SOURCE EXTRACT
=-=-=
Since then, the military occupation has put a damper on the economy -- and especially the nightlife -- of Reynosa and other valley border towns, but it hasn't stopped the killing. According to CEFPRODHAC, as of Tuesday, 18 more people have been killed in the Tamaulipas drug wars so far this year, accounting for the vast majority of the 25 killings overall. In Reynosa, a whopping 12 of the city's 14 homicides this year were related to the drug war, including one Sunday night.

If the army hasn't stopped the killing, it has brought the city's tourist economy to a near halt. Several bar and club owners in the Zona Rosa, the tourist zone near the international bridge said they had been ordered to close at 10:00pm by soldiers or police. They also said it barely mattered, because they weren't getting any business anyway.

"We used to have the Texans coming across to party," said one club owner who asked not to be named. "Now they don't come. They don't want to be harassed by the soldiers."

Workers in some of Reynosa's seedier industries -- prostitutes, strip joint workers, pirate taxi drivers -- even led a protest march two weeks ago, complaining that the occupation was making it impossible for them to earn a living. (A pair of Reynosa businessmen who absolutely declined to go on the record claimed that the march was backed by the narcos, but that is a charge that is yet unproven.)

While Calderón's resort to sending in the army -- more than 20,000 troops have been deployed to hotspots in the past year -- has won praise in Washington and even some support among Reynosans tired of the violence, it is also leading to a spike in human rights abuses, according to CEFPRODHAC. "We have had 11 complaints of abuse filed with us since the soldiers came," said Juan Manuel Cantú, head of the group's documentation office. "One in Rio Bravo and 10 here. People are complaining that the soldiers enter their homes illegally, that they torture them, that they steal things from their homes -- electronic equipment, jewelry, even food. The soldiers think they're at war, and everyone here on the border is a narco," Cantú complained.

CEFPRODHAC dutifully compiles and files the complaints, Cantú said, but has little expectation that the military will act to address them. The military opened a human rights office last month, but it has so far made little difference, he said. "Until now, there is no justice. When the complaints go to SEDENA [the office of the secretary of defense], they always say there are no human rights violations."

When the abuses come at the hands of the police or the military, victims or relatives will at least file complaints, even if they don't have much expectation of results. But when it comes to abuses by the narcos, the fear of retaliation is too great for the victims or their families to complain. "People don't want to talk about those crimes," said Cantú. "They won't talk to us or the official human rights organizations, they won't talk to the military, they won't talk to the federal police. They feel threatened by the narcos."
=-=-=
DATA EXTRACT

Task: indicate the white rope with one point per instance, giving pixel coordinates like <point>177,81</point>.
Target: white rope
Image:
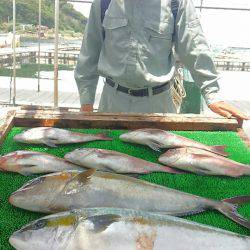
<point>177,90</point>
=-=-=
INSTRUCTIONS TO FOLLOW
Answer these questions using the text on Reynosa's military occupation.
(a) How many of Reynosa's homicides this year were related to the drug war?
(b) By what hour were bar and club owners in the Zona Rosa ordered to close?
(c) How many abuse complaints has CEFPRODHAC received since the soldiers came?

REPLY TO THE TASK
(a) 12 of the city's 14 homicides.
(b) 10:00pm.
(c) 11 complaints: one in Rio Bravo and 10 in Reynosa.